Please return all lines of the listing below that contain the word "every". Case counts, so a line matches only if the capitalization is the same.

* start *

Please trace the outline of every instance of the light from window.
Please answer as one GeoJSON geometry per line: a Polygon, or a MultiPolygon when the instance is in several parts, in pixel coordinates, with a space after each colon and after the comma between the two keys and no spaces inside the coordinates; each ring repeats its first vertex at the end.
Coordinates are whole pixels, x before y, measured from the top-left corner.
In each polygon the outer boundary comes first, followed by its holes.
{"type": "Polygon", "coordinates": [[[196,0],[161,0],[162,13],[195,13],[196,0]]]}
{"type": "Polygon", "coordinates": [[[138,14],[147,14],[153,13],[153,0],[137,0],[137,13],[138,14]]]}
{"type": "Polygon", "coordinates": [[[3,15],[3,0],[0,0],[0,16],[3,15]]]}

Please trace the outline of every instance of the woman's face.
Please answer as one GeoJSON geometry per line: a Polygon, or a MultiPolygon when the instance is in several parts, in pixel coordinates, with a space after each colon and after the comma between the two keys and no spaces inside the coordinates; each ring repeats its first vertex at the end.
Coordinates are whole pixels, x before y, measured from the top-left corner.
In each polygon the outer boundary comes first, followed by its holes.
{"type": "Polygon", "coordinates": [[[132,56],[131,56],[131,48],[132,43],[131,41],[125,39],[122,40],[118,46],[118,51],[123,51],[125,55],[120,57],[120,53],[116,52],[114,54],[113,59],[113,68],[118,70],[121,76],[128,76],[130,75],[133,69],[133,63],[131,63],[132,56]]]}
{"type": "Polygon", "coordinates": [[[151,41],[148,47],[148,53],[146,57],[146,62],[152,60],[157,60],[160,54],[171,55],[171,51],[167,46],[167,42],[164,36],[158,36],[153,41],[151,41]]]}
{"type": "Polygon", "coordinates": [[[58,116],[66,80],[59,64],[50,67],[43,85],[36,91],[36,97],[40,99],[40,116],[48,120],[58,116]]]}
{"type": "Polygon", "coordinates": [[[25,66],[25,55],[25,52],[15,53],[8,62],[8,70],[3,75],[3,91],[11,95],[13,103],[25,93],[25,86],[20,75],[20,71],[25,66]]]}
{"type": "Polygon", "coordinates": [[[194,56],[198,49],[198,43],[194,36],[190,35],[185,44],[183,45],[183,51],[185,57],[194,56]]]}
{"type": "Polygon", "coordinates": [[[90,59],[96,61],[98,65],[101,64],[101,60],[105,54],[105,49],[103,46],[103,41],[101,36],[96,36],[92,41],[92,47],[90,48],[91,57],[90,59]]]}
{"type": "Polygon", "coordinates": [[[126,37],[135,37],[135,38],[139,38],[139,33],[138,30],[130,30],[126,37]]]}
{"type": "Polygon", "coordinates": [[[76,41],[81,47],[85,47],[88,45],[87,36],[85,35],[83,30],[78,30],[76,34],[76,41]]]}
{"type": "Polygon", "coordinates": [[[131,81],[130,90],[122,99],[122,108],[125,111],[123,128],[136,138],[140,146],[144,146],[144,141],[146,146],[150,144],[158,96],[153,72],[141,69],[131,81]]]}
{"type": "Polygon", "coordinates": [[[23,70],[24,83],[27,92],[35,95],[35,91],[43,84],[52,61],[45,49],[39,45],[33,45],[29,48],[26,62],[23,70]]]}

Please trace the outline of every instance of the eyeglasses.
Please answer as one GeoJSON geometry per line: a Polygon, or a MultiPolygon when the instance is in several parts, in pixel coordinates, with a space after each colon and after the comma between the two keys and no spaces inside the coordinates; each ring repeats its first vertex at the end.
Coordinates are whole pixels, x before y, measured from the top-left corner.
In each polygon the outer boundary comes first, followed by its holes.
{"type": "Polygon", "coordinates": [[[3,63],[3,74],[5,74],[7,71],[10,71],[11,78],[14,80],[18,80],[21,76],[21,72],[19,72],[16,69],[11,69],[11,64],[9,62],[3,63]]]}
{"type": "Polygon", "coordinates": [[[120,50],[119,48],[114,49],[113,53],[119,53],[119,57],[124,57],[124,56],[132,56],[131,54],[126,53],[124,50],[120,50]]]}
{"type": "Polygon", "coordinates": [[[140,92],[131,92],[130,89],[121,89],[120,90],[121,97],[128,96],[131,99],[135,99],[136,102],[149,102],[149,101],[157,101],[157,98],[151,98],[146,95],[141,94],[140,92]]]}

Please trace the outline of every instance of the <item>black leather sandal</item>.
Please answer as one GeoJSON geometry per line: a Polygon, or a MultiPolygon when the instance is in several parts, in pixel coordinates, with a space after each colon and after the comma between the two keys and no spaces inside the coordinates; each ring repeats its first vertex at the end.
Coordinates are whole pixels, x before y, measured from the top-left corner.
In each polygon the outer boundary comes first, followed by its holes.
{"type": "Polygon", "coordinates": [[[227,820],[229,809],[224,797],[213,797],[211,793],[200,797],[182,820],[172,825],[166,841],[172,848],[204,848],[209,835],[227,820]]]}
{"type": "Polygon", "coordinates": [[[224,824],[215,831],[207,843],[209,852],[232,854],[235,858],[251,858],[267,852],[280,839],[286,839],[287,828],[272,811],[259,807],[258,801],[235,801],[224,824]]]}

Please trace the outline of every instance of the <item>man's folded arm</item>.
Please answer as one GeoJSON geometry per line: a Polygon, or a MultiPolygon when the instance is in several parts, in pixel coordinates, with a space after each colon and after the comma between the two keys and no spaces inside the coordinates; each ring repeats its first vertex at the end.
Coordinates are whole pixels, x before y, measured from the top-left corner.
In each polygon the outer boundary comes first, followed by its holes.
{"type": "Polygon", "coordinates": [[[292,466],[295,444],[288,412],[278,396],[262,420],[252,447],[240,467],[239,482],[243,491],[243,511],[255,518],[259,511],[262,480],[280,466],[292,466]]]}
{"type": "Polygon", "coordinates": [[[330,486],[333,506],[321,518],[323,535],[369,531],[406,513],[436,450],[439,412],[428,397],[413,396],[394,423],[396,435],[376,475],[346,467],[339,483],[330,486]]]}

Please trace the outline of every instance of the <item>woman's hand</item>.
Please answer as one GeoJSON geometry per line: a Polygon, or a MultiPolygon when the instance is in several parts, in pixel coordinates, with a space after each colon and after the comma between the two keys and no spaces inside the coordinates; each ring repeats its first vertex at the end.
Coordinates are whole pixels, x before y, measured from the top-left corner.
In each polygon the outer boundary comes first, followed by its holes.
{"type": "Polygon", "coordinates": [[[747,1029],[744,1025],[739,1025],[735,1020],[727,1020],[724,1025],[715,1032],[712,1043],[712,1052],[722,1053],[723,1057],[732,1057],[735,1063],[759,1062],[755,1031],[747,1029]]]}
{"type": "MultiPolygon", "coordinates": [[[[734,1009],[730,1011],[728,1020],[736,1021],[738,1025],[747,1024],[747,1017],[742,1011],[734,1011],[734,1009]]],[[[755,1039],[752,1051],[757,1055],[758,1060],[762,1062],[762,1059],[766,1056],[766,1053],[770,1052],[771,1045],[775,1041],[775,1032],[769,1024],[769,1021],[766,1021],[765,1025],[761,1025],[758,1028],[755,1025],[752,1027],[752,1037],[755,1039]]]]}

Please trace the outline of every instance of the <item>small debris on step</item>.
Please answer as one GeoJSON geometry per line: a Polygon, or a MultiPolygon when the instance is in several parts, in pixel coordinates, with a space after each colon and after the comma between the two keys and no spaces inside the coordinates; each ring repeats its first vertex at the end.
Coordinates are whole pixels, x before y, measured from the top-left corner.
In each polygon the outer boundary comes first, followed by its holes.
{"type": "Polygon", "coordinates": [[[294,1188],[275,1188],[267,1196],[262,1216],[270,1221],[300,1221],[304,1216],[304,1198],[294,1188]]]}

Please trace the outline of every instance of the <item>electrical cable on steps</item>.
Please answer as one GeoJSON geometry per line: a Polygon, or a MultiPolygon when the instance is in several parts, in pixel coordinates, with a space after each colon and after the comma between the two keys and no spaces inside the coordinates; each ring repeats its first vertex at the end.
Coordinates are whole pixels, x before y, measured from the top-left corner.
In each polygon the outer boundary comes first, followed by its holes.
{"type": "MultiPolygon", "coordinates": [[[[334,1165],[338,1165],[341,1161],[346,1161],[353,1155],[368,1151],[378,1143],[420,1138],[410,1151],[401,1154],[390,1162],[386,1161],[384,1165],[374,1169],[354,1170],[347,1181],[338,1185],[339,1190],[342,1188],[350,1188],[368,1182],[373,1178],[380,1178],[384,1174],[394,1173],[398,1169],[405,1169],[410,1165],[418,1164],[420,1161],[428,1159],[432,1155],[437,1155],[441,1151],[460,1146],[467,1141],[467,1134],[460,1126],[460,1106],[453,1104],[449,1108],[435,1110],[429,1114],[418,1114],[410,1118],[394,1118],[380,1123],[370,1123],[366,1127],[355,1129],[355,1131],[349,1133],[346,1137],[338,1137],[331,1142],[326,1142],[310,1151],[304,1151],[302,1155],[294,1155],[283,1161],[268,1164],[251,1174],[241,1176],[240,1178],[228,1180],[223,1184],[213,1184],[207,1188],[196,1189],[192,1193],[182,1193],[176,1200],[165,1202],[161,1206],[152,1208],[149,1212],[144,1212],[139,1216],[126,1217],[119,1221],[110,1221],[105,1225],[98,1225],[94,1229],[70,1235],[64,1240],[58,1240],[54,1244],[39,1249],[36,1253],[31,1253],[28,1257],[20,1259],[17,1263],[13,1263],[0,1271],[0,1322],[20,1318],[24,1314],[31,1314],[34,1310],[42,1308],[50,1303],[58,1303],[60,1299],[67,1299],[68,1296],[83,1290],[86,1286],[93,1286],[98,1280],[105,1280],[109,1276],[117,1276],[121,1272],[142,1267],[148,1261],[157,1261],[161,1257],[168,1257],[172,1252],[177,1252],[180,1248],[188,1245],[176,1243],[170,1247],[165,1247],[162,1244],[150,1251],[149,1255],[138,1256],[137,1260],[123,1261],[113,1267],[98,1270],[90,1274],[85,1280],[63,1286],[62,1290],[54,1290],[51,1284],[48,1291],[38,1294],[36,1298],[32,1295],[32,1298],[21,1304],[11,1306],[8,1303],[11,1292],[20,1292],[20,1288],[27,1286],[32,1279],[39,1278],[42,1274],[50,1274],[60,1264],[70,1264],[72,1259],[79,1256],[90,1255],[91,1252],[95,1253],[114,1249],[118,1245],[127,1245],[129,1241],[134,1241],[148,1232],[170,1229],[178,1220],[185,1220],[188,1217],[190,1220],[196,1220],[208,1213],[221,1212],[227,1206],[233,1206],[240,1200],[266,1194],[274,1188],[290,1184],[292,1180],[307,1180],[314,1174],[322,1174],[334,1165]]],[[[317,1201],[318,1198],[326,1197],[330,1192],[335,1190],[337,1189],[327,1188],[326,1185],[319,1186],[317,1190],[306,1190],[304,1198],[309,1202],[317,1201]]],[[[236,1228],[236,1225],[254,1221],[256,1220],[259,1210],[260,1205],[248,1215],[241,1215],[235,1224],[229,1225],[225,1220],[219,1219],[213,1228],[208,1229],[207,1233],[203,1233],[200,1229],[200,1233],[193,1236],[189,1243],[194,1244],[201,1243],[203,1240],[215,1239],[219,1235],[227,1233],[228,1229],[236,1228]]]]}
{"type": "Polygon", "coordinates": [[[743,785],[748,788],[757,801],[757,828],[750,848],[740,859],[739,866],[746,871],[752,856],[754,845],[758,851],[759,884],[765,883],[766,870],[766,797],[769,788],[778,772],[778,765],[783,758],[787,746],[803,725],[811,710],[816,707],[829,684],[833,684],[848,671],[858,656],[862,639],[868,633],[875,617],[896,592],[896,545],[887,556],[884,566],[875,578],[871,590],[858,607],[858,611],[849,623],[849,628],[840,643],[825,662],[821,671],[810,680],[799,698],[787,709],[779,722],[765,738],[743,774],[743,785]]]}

* end *

• **Final result**:
Please trace the outline of every instance of the light from window.
Please trace the outline of every instance of the woman's face.
Please trace the outline of every instance of the eyeglasses.
Please trace the outline of every instance of the <item>black leather sandal</item>.
Please trace the outline of every instance of the <item>man's folded arm</item>.
Please trace the outline of every instance of the <item>woman's hand</item>.
Please trace the outline of every instance of the <item>small debris on step</item>.
Please trace the outline of every instance of the <item>electrical cable on steps</item>.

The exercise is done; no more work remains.